## GOAL OF THE EXERCISE
Rescale all of the records below by writing every line out again, requests included, with each coordinate in the answers multiplied by 2.05 and rounded to a whole number, halves rounding up. Leave the pictures out.

Labeled area outlines
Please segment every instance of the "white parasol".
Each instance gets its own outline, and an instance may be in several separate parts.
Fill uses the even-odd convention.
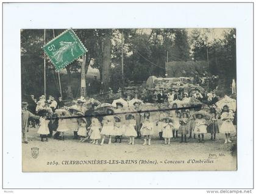
[[[128,105],[129,106],[132,107],[134,106],[133,103],[135,102],[138,103],[140,105],[143,103],[143,102],[141,100],[139,100],[138,99],[132,99],[132,100],[128,102]]]
[[[215,105],[218,109],[222,109],[225,105],[227,105],[229,107],[229,109],[233,111],[236,110],[236,100],[226,95],[222,99],[217,102]]]
[[[114,107],[116,107],[116,103],[119,103],[122,104],[124,107],[128,106],[128,103],[126,100],[123,99],[122,98],[120,98],[120,99],[116,99],[116,100],[114,100],[112,102],[112,106],[114,106]]]

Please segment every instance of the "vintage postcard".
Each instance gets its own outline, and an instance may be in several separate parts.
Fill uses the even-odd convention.
[[[23,171],[236,170],[236,38],[21,29]]]

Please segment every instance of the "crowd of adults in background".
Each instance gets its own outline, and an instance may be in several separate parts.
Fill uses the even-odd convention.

## THE SOLUTION
Please segment every instance of the "white parasol".
Each instance gets its own outline, and an instance may be in several separate parts.
Fill uses the even-odd convention.
[[[262,215],[264,217],[271,219],[275,217],[273,211],[277,209],[283,211],[287,215],[293,211],[293,209],[289,205],[285,205],[283,203],[271,203],[271,205],[262,209]]]
[[[441,215],[447,223],[455,223],[461,215],[465,215],[469,219],[469,223],[478,228],[484,226],[484,205],[463,195],[455,203],[445,209]]]
[[[234,219],[238,219],[238,211],[244,211],[250,213],[254,219],[262,217],[262,211],[258,205],[252,203],[250,201],[246,201],[246,203],[238,203],[238,205],[234,205],[230,209],[230,217],[234,217]]]

Please segment every instance of the "vintage postcard".
Each instance gets its own outline, and an instance may be in several separate parts.
Fill uses the even-odd convention.
[[[47,351],[484,349],[484,78],[43,59]]]

Please segment every instance of the "crowd of adults in background".
Each instance gets its own outline, and an instance may be in several separate parts.
Fill uses the even-odd convention.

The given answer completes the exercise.